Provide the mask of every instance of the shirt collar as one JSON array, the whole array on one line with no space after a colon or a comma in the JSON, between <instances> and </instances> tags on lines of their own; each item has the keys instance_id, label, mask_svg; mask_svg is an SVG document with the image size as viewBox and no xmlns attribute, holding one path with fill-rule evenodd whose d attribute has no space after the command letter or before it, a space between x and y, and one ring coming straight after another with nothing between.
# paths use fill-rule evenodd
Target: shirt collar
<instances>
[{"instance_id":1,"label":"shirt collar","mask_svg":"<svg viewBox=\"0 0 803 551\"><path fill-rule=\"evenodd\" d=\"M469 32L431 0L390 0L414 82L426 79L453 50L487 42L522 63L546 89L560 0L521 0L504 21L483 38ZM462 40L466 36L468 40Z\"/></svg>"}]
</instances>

= = = =

-- Short exercise --
Repeat the material above, changing "Target" to "Object" and leaving every other character unchanged.

-- Result for this exercise --
Provide the mask of every instance of the shirt collar as one JSON array, the whole array on one line with no space after a colon or a comma in the JSON, between <instances> and </instances> tags on lines of their own; each item has the keys instance_id, label, mask_svg; mask_svg is an SVG document with the image size as viewBox and no xmlns attribute, holding one path with fill-rule evenodd whose d attribute has no space after the command letter or before it, a space between x and y, and one ring coming straight after another with nothing between.
# paths use fill-rule evenodd
Object: shirt collar
<instances>
[{"instance_id":1,"label":"shirt collar","mask_svg":"<svg viewBox=\"0 0 803 551\"><path fill-rule=\"evenodd\" d=\"M469 32L431 0L390 0L414 82L426 79L453 50L487 42L522 63L546 89L560 0L521 0L504 21L483 38ZM462 40L466 36L468 40Z\"/></svg>"}]
</instances>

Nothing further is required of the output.